### Exercise details
Type out the blog passage word for word, starting at "I sat with a" and ending at "to that? Pride?".

9 Year-Old's View of Perseverance


On May 30, 2009, I went to the pool with my 9.5 year-old son. He was beyond excited to take his swimming test so that he could earn an orange bracelet entitling him to swim anywhere in the pool without a parental escort. He is definitely coming into his own.

He took his test, passing all three parts easily. This in and of itself is enough to write a paper on perseverance considering its years in the making. However, this is not our story.

Upon securing his bracelet on his arm, he headed for the pool. The moment he stepped to the water slide, a lifeguard blew the whistle calling for a pool break. He walked back to where I was still sitting and parked himself at the picnic table. I was pleased not to hear any complaining. He only sat contemplatively.

During the pool break, another lifeguard walked over to the pool, picked up a water basketball, and began to shoot hoops. The ball would miss and be blown back to the edge by the considerable wind blowing that day. Each time, the young man would pick it up and try again. This repeated perhaps 7 times, each time ending in a missed basket. Eventually, the young man walked away.

My son Koen turned to look and said, "Did he quit?" I said, "Yes." Koen followed with, "That's too bad." I asked him why he thought it was too bad, to which he replied, "His next shot might have been the big one - perseverance is really important, you know."

I sat with a stunned smile on my face. What a moment! My son had finally shown me his understanding of the word perseverance. I'm hopeful for what his future holds. I know he won't be a quitter, that he will push through the difficulties of life knowing with full confidence that he'll get to the other side and be better for it. Again, for him and for me, what a moment.

Sunday, May 17, 2009

My Miscarriage and How I Nearly Missed a Blessing

I was recently thinking about pride when a new acquaintance said to me, "I have a hard time accepting favors from people. It's not that I'm prideful." Why else would a person be unable to accept a gift, favor, or graciousness from another? Does it really all come down to that? Pride?

Let me recall the summer of 2007 . . .

I was 3.5 months pregnant and happy to be over the "hump." You know, the three-month "everything should be fine now" hump. I was feeling great when I headed in for a check-up appointment. In fact, I was feeling so great that I didn't really feel pregnant, but rather normal. I shared this with my doctor, who unbeknownst to me was immediately alarmed. She searched for a heartbeat to no avail, then led me to the ultrasound machine, which confirmed my worst fear. I had miscarried. My body didn't trigger any obvious symptoms when the baby had died roughly two weeks previously, so I had no idea. I sat there with my 7-year-old son in the room, trying to be as stoic as possible, but I was devastated. We had tried for 5 years to have more children. I would have to have a D&C the following Monday and so would have to spend the weekend knowing the baby inside me had died and was still there. It was a horribly emotional time, exacerbated by the fact that a good friend came home during that time with her newborn baby girl. My heart broke as I held her on Saturday, only days after my appointment and two days before my scheduled surgery.

Sunday morning I awoke numb. I tried half-heartedly to get myself ready for church so that I could lead the music. I knew my friend would be there with her baby and felt certain that I would not be able to sing a clear note through tears. Others would be there to celebrate the gift of life - the life of my friend's precious baby girl. There was no doubt in my mind that I would distract from what should be a joyous occasion. I opted not to go to church.

### Data excerpt
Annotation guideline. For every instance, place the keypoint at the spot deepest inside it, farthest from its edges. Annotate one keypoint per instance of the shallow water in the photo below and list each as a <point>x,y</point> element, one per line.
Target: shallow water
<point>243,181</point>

### Response
I sat with a stunned smile on my face. What a moment! My son had finally shown me his understanding of the word perseverance. I'm hopeful for what his future holds. I know he won't be a quitter, that he will push through the difficulties of life knowing with full confidence that he'll get to the other side and be better for it. Again, for him and for me, what a moment.

Sunday, May 17, 2009

My Miscarriage and How I Nearly Missed a Blessing

I was recently thinking about pride when a new acquaintance said to me, "I have a hard time accepting favors from people. It's not that I'm prideful." Why else would a person be unable to accept a gift, favor, or graciousness from another? Does it really all come down to that? Pride?